Excerpts from a dataset

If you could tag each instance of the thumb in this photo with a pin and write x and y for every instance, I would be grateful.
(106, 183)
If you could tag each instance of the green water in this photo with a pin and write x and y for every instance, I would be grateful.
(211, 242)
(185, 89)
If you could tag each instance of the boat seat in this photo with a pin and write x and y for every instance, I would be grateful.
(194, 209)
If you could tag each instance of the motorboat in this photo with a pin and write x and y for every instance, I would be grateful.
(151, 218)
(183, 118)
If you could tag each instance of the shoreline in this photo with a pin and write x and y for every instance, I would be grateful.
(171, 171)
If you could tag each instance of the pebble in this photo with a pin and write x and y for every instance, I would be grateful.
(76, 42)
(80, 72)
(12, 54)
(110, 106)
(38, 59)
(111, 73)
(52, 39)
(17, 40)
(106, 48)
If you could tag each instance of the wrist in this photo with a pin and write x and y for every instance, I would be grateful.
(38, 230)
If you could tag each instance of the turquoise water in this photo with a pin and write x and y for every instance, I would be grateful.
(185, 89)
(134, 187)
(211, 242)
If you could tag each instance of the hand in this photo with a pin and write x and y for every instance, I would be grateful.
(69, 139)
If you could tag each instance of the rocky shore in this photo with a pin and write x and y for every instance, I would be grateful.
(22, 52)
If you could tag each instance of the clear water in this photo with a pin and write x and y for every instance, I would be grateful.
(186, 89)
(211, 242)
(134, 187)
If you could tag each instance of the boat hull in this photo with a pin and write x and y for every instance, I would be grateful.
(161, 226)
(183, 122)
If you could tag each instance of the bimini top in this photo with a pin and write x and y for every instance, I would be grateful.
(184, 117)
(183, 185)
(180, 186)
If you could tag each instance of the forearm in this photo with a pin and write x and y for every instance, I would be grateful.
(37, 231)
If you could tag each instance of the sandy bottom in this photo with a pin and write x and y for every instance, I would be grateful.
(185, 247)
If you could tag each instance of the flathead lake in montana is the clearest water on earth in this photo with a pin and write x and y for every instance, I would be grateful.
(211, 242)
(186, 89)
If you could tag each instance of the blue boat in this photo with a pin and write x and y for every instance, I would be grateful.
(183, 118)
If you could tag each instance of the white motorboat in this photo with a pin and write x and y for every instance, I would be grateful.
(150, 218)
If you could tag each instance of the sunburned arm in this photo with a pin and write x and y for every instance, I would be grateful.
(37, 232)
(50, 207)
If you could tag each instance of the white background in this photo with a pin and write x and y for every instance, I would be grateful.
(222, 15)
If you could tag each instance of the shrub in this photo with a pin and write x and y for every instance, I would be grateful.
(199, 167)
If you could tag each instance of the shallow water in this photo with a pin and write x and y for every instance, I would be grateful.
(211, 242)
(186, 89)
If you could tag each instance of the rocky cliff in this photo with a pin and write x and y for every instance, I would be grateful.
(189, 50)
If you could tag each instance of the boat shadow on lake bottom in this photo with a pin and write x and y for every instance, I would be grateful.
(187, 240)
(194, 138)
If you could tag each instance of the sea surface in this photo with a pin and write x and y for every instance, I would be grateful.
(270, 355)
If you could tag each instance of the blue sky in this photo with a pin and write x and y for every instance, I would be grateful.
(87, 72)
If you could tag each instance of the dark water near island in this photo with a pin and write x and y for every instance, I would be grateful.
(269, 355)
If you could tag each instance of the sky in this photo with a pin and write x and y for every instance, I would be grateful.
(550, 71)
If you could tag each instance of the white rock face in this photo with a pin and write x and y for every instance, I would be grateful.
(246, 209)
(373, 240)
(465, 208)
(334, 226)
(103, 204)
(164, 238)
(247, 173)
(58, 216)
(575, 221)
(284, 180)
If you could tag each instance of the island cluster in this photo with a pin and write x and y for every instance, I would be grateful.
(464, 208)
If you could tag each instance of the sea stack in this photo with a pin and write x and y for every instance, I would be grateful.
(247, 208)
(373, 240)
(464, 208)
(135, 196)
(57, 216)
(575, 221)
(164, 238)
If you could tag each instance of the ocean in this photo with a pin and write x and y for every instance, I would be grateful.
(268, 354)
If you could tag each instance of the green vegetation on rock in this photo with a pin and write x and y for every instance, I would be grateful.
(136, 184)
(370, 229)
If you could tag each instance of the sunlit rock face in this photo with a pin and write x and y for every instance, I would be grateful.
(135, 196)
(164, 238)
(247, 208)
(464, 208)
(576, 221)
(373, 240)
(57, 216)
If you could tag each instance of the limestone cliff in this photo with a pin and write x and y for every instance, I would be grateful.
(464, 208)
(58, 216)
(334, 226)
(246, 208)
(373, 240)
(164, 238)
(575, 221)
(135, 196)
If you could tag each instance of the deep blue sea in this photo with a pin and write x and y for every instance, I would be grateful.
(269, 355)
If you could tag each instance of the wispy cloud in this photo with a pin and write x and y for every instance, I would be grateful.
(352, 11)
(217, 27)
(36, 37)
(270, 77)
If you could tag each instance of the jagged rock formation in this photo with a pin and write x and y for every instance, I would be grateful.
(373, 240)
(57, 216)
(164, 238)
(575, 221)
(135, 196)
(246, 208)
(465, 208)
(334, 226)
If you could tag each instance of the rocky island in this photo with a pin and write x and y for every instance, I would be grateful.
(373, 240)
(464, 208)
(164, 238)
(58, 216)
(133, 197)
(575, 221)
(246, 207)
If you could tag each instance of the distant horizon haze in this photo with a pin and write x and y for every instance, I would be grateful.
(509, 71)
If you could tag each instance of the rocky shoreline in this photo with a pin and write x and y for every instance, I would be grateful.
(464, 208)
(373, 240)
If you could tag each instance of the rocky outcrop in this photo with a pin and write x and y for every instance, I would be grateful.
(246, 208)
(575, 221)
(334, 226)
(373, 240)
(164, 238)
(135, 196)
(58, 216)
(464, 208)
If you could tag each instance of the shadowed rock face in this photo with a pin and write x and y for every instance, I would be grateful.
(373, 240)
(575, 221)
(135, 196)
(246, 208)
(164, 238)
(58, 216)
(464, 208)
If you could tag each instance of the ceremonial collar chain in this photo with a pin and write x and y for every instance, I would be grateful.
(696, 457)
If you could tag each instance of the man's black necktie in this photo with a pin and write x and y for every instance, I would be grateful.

▶ **Task**
Return the entries above, every line intact.

▶ **Solution**
If you could tag each instance of the thumb in this photo with a pin and write x and y for every instance, I would be grateful.
(106, 183)
If you could tag each instance of the green water in this photo with a pin and write x and y for every instance, I would be grateful.
(211, 242)
(185, 89)
If you could tag each instance of the boat seat in this photo with a pin and write x and y for every instance, I would be grateful.
(194, 209)
If you could tag each instance of the motorboat in this photo with a pin and write x and y for every instance, I would be grateful.
(151, 218)
(183, 118)
If you could tag each instance of the shoreline in this photo with a pin and write x and y for every instance, I would be grateful.
(171, 171)
If you could tag each instance of the pebble in this photo with a pin and write x and y for every instance, I would be grateful.
(76, 42)
(80, 72)
(12, 54)
(110, 106)
(38, 59)
(111, 73)
(52, 39)
(17, 40)
(106, 48)
If you could tag each instance of the wrist in this photo with a pin and write x and y for every instance, I would be grateful.
(38, 230)
If you could tag each instance of the turquoise water in this photo with a pin and write x and y for every instance, I would be grateful.
(185, 89)
(134, 187)
(211, 242)
If you could tag each instance of the hand in this photo with a pin and write x and y for every instance, I would be grateful.
(69, 139)
If you could tag each instance of the rocky shore in this photo with a pin and write x and y for every instance, I would be grateful.
(22, 52)
If you could tag each instance of the clear water in this photo with a pin and write x and y for every instance, I would be grateful.
(186, 89)
(211, 242)
(134, 187)
If you could tag each instance of the boat hull in this photo with a pin and write x and y for every instance, I would be grateful.
(161, 226)
(183, 122)
If you could tag each instance of the bimini top in this photo with a pin and write x and y for every instance, I would be grateful.
(184, 117)
(183, 185)
(180, 186)
If you could tag each instance of the forearm in this photo with a pin and write x and y for every instance, I would be grateful.
(37, 231)
If you could tag each instance of the sandy bottom in this photo with a pin and write x and y for every instance, I would be grateful.
(185, 247)
If you could tag each instance of the flathead lake in montana is the clearest water on earth in this photo with a pin and write x and y for every instance, I would be grateful.
(211, 242)
(186, 89)
If you could tag each instance of the blue boat in this photo with a pin and write x and y for every instance, I would be grateful.
(183, 118)
If you could tag each instance of the white motorboat in this photo with a pin and write x and y for every instance, I would be grateful.
(150, 218)
If you could tag each instance of the sunburned arm in this photo with a pin and write x and y for every instance, I would be grateful.
(37, 232)
(50, 207)
If you could tag each instance of the white background in this photo with a pin and write x and y for every instance, I would be grateful.
(222, 15)
If you could tag each instance of the shrub in this photo with a pin and write x and y for every instance, I would be grateful.
(199, 167)
If you could tag each instance of the shallow water in this photo with a pin and write x and y for every instance, I would be grateful.
(211, 242)
(186, 89)
If you could tag each instance of the rocky cliff in this photo with a pin and write x and y for every instance, I would be grateful.
(189, 50)
If you could tag each instance of the boat shadow on lake bottom in this photo with a pin and write x and y for every instance, I would be grateful.
(187, 240)
(194, 138)
If you could tag each instance of the sea surface in this photo with a pin and write x and y for every instance, I would be grateful.
(270, 355)
If you could tag each instance of the blue sky in this photo with a pin and write x and y for every instance, I would be grateful.
(87, 72)
If you could tag each instance of the dark water near island in this photo with a pin and write x and y for every instance, I would be grateful.
(269, 355)
If you could tag each instance of the sky in this photo with a pin and write x and y for every instance, I would be grateful.
(550, 71)
If you could tag each instance of the white rock face in this photo with a pin and write x and y for every instance, I would be grateful.
(246, 209)
(373, 240)
(465, 208)
(334, 226)
(103, 204)
(164, 238)
(247, 173)
(58, 216)
(575, 221)
(284, 180)
If you could tag each instance of the island cluster in this photo with a pin and write x and y for every instance, I would be grateful.
(464, 208)
If you could tag each instance of the sea stack in this photo with a pin and write x and y for every instance, I would be grateful.
(247, 208)
(373, 240)
(464, 208)
(135, 196)
(57, 216)
(575, 221)
(164, 238)
If you could tag each instance of the ocean in this photo with a pin and write x and y for every instance, I would be grateful.
(268, 354)
If you could tag each instance of the green vegetation on rock in this photo with a pin and write x and y for every instance, I would be grateful.
(136, 184)
(370, 229)
If you could tag each instance of the sunlit rock face in this photo with a pin and write x and y for every instance, I would be grateful.
(135, 196)
(164, 238)
(247, 208)
(464, 208)
(576, 221)
(373, 240)
(57, 216)
If you could tag each instance of the limestone cliff in this photo with a pin and write x and y for every instance, I would be grateful.
(464, 208)
(58, 216)
(334, 226)
(246, 208)
(373, 240)
(164, 238)
(575, 221)
(135, 196)
If you could tag each instance of the deep blue sea in this photo with a pin and write x and y for every instance, I would be grateful.
(269, 355)
If you could tag each instance of the wispy cloud in this photo with a pin and write x and y for every instance, I would be grateful.
(352, 11)
(217, 27)
(36, 37)
(270, 77)
If you could tag each instance of the jagged rock formation in this photo with a pin and write x and y for every instance, I would be grateful.
(373, 240)
(57, 216)
(164, 238)
(575, 221)
(135, 196)
(246, 208)
(465, 208)
(334, 226)
If you could tag each instance of the rocky island in this photo with a pin and write x and y for every instance, I would be grateful.
(373, 240)
(464, 208)
(164, 238)
(58, 216)
(133, 197)
(575, 221)
(246, 207)
If you could tag each instance of the distant horizon haze in this photo with a pin and write x and y for every instance, I would be grateful.
(509, 71)
If you could tag each instance of the rocky shoreline in this photo with a pin and write x and y for every instance, I would be grateful.
(464, 208)
(373, 240)
If you could tag each instance of the rocky outcrop in this photo with a pin and write x and y for every instance, I would be grateful.
(246, 208)
(575, 221)
(334, 226)
(373, 240)
(164, 238)
(135, 196)
(58, 216)
(464, 208)
If you could tag each instance of the shadowed rock face in this photo with a pin and write x and y for every instance, I would be grateful.
(373, 240)
(575, 221)
(135, 196)
(246, 208)
(164, 238)
(58, 216)
(464, 208)
If you could tag each instance of the ceremonial collar chain in this photo with a pin and write x and y for every instance, I would be grateful.
(696, 457)
If you could tag each instance of the man's black necktie in this photo with a pin and write x and y for every instance, I would be grateful.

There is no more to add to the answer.